Can you format the items, starting at their first line and going on through the line containing "left=459, top=324, right=674, bottom=406", as a JSON list of strings with one string for each line? Skip blank lines and leave the pictures out.

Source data
--- START ---

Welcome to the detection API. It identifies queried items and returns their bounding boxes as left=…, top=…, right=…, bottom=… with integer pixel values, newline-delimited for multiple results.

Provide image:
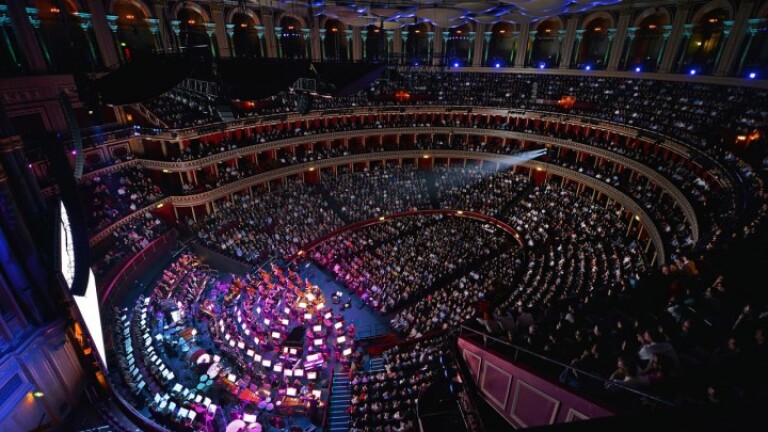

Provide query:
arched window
left=111, top=0, right=157, bottom=62
left=278, top=16, right=307, bottom=59
left=232, top=13, right=263, bottom=58
left=443, top=24, right=472, bottom=66
left=531, top=19, right=563, bottom=67
left=486, top=22, right=517, bottom=66
left=33, top=0, right=101, bottom=73
left=363, top=25, right=387, bottom=62
left=324, top=18, right=348, bottom=61
left=402, top=22, right=434, bottom=65
left=678, top=8, right=729, bottom=73
left=576, top=17, right=611, bottom=69
left=178, top=8, right=213, bottom=58
left=621, top=13, right=669, bottom=72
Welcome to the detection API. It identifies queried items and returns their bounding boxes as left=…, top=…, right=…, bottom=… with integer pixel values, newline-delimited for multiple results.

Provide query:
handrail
left=459, top=324, right=674, bottom=406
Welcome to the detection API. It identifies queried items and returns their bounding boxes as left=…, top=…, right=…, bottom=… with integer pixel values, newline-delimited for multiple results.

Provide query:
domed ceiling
left=268, top=0, right=622, bottom=28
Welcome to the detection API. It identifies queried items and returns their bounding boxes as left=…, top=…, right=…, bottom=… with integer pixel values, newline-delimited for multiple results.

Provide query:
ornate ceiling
left=260, top=0, right=622, bottom=28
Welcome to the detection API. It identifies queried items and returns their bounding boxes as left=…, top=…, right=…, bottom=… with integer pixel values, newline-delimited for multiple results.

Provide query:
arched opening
left=232, top=12, right=263, bottom=58
left=737, top=10, right=768, bottom=79
left=278, top=16, right=307, bottom=59
left=178, top=8, right=214, bottom=58
left=111, top=0, right=157, bottom=62
left=486, top=22, right=517, bottom=67
left=622, top=13, right=669, bottom=72
left=402, top=23, right=434, bottom=64
left=530, top=19, right=563, bottom=67
left=324, top=18, right=349, bottom=61
left=443, top=24, right=472, bottom=66
left=0, top=1, right=26, bottom=76
left=678, top=8, right=729, bottom=73
left=363, top=25, right=387, bottom=62
left=33, top=0, right=101, bottom=73
left=576, top=17, right=611, bottom=69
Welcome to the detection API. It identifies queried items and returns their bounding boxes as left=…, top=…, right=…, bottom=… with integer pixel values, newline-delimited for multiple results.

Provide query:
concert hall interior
left=0, top=0, right=768, bottom=432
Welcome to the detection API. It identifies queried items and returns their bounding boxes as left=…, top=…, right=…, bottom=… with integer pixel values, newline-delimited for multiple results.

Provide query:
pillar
left=606, top=11, right=637, bottom=71
left=6, top=1, right=48, bottom=73
left=714, top=0, right=756, bottom=76
left=515, top=20, right=531, bottom=68
left=210, top=2, right=234, bottom=58
left=659, top=4, right=689, bottom=73
left=86, top=0, right=120, bottom=68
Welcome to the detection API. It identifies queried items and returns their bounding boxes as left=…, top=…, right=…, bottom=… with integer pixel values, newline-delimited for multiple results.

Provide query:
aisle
left=299, top=261, right=391, bottom=339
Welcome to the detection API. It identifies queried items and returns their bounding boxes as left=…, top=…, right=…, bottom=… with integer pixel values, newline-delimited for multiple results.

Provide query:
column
left=206, top=2, right=234, bottom=58
left=146, top=18, right=163, bottom=51
left=358, top=27, right=368, bottom=61
left=659, top=5, right=688, bottom=73
left=319, top=29, right=328, bottom=61
left=656, top=25, right=672, bottom=70
left=467, top=32, right=477, bottom=66
left=86, top=0, right=120, bottom=68
left=736, top=18, right=765, bottom=75
left=515, top=20, right=530, bottom=68
left=470, top=23, right=488, bottom=66
left=715, top=0, right=755, bottom=76
left=606, top=11, right=637, bottom=71
left=147, top=1, right=171, bottom=52
left=525, top=30, right=539, bottom=66
left=261, top=8, right=282, bottom=58
left=205, top=23, right=218, bottom=58
left=570, top=29, right=587, bottom=67
left=225, top=23, right=237, bottom=57
left=75, top=12, right=99, bottom=68
left=6, top=1, right=48, bottom=73
left=301, top=29, right=314, bottom=60
left=560, top=17, right=579, bottom=69
left=555, top=29, right=568, bottom=68
left=427, top=26, right=444, bottom=66
left=614, top=27, right=637, bottom=70
left=480, top=31, right=493, bottom=66
left=715, top=21, right=735, bottom=69
left=344, top=29, right=354, bottom=61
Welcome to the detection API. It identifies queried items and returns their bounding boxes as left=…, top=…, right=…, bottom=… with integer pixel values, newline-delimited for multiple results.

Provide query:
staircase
left=326, top=371, right=352, bottom=432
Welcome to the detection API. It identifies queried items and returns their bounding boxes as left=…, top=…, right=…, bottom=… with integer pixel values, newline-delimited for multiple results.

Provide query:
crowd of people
left=350, top=337, right=456, bottom=432
left=80, top=166, right=163, bottom=233
left=144, top=87, right=221, bottom=129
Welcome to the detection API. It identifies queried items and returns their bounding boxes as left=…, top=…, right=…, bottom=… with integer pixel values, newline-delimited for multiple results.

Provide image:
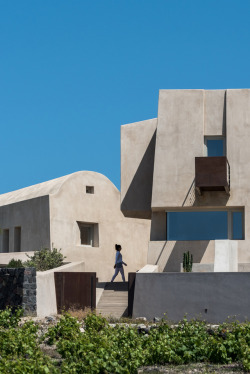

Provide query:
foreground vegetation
left=0, top=310, right=250, bottom=374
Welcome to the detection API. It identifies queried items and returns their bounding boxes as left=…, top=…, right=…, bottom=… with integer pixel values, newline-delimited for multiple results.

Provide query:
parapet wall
left=0, top=268, right=36, bottom=315
left=133, top=272, right=250, bottom=323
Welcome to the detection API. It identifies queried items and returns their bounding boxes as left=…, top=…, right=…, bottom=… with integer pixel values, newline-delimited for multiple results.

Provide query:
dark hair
left=115, top=244, right=122, bottom=251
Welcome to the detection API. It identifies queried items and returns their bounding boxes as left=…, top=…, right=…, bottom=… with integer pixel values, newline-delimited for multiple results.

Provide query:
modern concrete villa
left=0, top=171, right=150, bottom=281
left=121, top=89, right=250, bottom=323
left=121, top=89, right=250, bottom=272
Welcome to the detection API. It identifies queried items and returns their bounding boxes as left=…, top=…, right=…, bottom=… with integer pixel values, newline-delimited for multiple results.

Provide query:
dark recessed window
left=232, top=212, right=243, bottom=240
left=77, top=222, right=99, bottom=247
left=86, top=186, right=94, bottom=194
left=2, top=229, right=10, bottom=252
left=14, top=227, right=21, bottom=252
left=167, top=210, right=244, bottom=241
left=205, top=137, right=226, bottom=157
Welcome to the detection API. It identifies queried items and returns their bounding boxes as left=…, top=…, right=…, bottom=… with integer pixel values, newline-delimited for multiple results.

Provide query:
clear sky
left=0, top=0, right=250, bottom=193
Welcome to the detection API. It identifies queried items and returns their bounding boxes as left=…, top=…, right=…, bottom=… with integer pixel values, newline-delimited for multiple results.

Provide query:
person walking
left=111, top=244, right=127, bottom=282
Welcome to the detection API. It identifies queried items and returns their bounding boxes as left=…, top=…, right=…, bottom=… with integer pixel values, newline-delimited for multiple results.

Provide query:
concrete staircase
left=96, top=282, right=128, bottom=318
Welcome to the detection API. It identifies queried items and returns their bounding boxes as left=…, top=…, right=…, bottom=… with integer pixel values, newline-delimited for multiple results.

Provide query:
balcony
left=195, top=156, right=230, bottom=194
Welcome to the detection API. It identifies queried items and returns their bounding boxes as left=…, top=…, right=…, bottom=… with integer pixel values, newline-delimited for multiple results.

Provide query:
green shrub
left=6, top=258, right=24, bottom=268
left=24, top=248, right=66, bottom=271
left=0, top=308, right=23, bottom=329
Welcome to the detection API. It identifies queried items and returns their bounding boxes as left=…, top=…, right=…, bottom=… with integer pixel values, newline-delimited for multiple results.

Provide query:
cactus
left=183, top=251, right=193, bottom=273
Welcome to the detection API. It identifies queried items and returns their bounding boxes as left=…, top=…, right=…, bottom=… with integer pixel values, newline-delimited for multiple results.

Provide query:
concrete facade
left=133, top=272, right=250, bottom=323
left=0, top=171, right=150, bottom=281
left=121, top=89, right=250, bottom=272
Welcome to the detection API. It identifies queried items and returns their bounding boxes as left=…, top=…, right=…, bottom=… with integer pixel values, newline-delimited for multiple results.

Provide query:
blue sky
left=0, top=0, right=250, bottom=193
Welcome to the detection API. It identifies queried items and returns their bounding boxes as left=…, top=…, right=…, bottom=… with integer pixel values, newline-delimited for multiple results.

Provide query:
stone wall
left=0, top=268, right=36, bottom=315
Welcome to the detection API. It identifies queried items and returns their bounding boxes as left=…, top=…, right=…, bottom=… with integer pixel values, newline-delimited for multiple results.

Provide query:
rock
left=137, top=323, right=147, bottom=329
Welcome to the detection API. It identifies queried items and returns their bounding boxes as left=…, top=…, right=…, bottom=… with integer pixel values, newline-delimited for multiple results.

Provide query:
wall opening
left=14, top=226, right=21, bottom=252
left=77, top=222, right=99, bottom=247
left=204, top=136, right=226, bottom=157
left=86, top=186, right=95, bottom=194
left=167, top=209, right=244, bottom=241
left=2, top=229, right=10, bottom=253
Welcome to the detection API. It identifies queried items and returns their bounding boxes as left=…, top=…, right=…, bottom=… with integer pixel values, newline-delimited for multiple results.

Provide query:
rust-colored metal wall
left=54, top=272, right=96, bottom=313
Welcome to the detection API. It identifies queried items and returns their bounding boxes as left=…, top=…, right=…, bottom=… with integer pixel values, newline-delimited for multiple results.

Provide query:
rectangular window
left=14, top=227, right=21, bottom=252
left=2, top=229, right=10, bottom=252
left=205, top=136, right=226, bottom=157
left=232, top=212, right=243, bottom=240
left=77, top=222, right=99, bottom=247
left=86, top=186, right=94, bottom=194
left=167, top=210, right=244, bottom=241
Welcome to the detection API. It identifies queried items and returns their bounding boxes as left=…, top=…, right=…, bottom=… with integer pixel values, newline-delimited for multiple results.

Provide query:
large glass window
left=167, top=210, right=244, bottom=241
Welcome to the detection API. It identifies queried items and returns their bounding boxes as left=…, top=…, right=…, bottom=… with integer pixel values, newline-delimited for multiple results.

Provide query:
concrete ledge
left=133, top=272, right=250, bottom=323
left=137, top=264, right=159, bottom=273
left=181, top=263, right=214, bottom=273
left=36, top=262, right=85, bottom=317
left=0, top=251, right=35, bottom=265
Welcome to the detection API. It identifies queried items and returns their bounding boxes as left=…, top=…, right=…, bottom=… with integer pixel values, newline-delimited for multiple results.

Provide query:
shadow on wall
left=121, top=131, right=156, bottom=219
left=182, top=179, right=230, bottom=207
left=156, top=240, right=209, bottom=272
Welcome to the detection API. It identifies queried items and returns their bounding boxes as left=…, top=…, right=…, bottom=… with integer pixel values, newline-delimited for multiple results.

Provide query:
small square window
left=77, top=222, right=99, bottom=247
left=205, top=136, right=226, bottom=157
left=86, top=186, right=94, bottom=194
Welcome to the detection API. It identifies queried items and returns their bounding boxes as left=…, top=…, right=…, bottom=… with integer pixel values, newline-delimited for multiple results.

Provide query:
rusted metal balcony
left=195, top=156, right=230, bottom=194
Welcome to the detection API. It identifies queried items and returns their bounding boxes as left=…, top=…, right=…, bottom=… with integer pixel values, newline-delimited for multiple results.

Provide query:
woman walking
left=111, top=244, right=127, bottom=282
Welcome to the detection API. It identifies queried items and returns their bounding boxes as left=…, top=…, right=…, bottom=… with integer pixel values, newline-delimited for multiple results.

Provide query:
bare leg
left=119, top=267, right=125, bottom=282
left=111, top=268, right=120, bottom=282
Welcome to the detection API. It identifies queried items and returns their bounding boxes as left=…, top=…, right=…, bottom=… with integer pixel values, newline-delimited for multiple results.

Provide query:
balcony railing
left=195, top=156, right=230, bottom=194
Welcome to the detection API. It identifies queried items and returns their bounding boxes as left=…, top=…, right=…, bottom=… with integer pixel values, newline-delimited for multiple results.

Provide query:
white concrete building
left=0, top=171, right=150, bottom=281
left=121, top=89, right=250, bottom=272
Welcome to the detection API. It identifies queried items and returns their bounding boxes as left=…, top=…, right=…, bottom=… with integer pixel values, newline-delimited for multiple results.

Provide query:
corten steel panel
left=54, top=272, right=96, bottom=313
left=128, top=273, right=136, bottom=317
left=195, top=156, right=229, bottom=191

--- END ---

__The result__:
[
  "Welcome to the detection API. It identifies queried items and returns their bounding boxes as left=…, top=…, right=…, bottom=… with integer pixel values, newline-delimited for multiple results.",
  "Provide image:",
  "Provide query:",
  "arched window",
  "left=111, top=0, right=157, bottom=62",
  "left=278, top=16, right=307, bottom=59",
  "left=232, top=13, right=263, bottom=58",
  "left=443, top=24, right=472, bottom=66",
  "left=531, top=19, right=563, bottom=67",
  "left=486, top=22, right=517, bottom=66",
  "left=33, top=0, right=101, bottom=73",
  "left=363, top=25, right=387, bottom=62",
  "left=324, top=18, right=348, bottom=61",
  "left=402, top=22, right=434, bottom=65",
  "left=678, top=8, right=729, bottom=73",
  "left=576, top=17, right=611, bottom=69",
  "left=178, top=8, right=213, bottom=58",
  "left=621, top=13, right=669, bottom=72",
  "Welcome to the detection API. It identifies queried items and returns their bounding boxes as left=…, top=…, right=…, bottom=… with integer pixel values, newline-delimited for multiple results.",
  "Provide query:",
  "handrail",
  "left=459, top=324, right=674, bottom=406"
]